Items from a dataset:
******************************

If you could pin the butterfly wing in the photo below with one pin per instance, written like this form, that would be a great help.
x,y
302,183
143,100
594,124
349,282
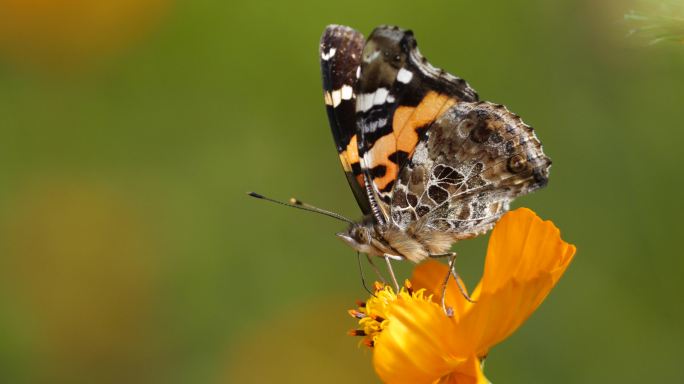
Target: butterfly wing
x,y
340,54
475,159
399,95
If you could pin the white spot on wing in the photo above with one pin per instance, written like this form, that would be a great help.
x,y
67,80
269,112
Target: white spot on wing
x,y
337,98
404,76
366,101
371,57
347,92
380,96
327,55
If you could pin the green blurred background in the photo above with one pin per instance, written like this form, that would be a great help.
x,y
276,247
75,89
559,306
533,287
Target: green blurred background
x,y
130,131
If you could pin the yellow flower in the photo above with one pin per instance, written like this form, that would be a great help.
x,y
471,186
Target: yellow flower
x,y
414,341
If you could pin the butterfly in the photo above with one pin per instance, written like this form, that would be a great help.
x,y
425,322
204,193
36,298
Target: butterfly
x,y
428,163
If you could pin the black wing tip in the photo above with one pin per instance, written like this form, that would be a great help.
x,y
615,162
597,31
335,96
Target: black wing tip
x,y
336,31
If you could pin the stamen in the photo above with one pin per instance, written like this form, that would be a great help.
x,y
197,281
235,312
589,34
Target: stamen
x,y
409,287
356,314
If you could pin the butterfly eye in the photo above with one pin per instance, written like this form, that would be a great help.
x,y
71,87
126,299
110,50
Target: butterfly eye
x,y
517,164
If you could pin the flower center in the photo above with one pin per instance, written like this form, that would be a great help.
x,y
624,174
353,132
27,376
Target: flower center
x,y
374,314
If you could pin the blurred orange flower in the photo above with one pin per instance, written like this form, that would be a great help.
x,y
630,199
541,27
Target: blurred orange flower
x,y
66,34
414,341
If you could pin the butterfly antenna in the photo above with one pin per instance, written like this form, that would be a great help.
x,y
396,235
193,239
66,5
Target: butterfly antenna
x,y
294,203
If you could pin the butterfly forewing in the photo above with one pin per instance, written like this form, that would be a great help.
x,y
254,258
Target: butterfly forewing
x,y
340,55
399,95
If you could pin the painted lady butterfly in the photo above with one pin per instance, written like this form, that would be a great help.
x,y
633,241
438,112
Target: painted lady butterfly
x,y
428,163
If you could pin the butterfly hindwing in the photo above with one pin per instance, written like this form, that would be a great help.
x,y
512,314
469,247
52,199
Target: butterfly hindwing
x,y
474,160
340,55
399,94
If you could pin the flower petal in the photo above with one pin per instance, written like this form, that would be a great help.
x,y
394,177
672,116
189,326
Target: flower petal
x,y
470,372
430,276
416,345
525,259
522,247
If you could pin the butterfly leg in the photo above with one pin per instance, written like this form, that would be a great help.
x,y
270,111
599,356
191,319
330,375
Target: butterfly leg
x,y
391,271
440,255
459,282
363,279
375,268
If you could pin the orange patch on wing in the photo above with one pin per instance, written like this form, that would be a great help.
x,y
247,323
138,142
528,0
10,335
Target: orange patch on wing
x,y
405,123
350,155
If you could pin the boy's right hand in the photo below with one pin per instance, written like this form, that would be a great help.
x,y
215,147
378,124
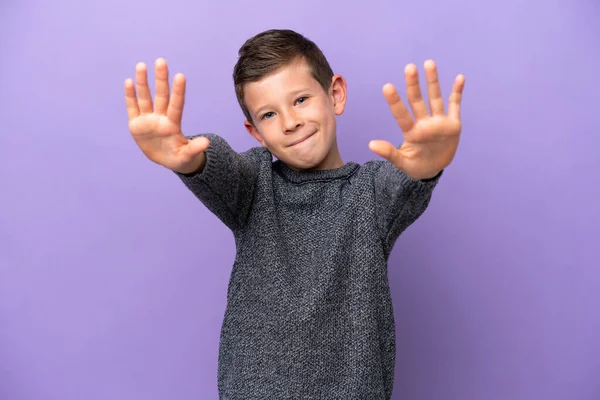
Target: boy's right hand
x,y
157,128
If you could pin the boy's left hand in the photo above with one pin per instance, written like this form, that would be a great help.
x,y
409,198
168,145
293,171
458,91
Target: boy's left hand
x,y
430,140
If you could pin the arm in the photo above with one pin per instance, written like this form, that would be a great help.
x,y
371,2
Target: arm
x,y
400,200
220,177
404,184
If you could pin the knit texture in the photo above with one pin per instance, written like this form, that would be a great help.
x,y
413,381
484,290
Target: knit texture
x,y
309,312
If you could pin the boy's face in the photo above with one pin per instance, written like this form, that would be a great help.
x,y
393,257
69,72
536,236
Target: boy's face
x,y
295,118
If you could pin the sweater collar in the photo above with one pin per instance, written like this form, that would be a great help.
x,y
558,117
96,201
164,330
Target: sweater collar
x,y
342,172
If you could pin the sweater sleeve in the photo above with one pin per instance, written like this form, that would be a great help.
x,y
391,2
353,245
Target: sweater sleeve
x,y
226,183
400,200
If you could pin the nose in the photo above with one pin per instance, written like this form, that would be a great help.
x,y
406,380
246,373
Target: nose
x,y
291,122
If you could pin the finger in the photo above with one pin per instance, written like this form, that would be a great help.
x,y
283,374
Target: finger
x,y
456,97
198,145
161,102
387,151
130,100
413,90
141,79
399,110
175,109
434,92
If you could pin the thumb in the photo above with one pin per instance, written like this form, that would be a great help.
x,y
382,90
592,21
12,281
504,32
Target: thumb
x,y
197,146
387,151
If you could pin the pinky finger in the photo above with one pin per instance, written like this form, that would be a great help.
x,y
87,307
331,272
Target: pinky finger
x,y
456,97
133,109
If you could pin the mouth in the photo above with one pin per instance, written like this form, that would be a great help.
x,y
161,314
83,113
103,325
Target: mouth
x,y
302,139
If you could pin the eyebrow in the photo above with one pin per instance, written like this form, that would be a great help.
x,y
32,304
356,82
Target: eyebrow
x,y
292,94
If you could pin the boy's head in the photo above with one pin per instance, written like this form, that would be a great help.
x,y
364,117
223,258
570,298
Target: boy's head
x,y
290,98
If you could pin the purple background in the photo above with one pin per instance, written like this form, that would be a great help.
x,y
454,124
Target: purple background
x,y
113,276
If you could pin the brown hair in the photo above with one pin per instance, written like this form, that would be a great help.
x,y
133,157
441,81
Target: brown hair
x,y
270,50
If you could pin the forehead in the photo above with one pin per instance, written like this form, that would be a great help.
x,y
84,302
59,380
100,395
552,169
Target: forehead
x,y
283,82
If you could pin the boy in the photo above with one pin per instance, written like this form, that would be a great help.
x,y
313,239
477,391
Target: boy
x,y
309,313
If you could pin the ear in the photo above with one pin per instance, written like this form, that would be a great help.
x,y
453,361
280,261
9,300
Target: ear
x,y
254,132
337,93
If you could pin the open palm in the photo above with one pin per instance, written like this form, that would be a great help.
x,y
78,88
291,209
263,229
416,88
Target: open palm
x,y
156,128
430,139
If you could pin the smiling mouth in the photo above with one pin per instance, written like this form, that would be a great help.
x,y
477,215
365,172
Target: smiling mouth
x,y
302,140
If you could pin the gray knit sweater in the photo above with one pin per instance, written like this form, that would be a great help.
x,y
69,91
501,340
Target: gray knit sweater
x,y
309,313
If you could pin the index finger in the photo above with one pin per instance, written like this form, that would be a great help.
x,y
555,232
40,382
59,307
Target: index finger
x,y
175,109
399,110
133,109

******************************

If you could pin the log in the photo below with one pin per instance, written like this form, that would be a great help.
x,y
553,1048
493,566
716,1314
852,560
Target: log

******************************

Problem: Show every line of the material above that contains the string "patch", copying each line in full.

Response:
If you could pin the orange patch on wing in the photo above with one pin per instance, written like this form, that would be a great help.
Target: orange patch on wing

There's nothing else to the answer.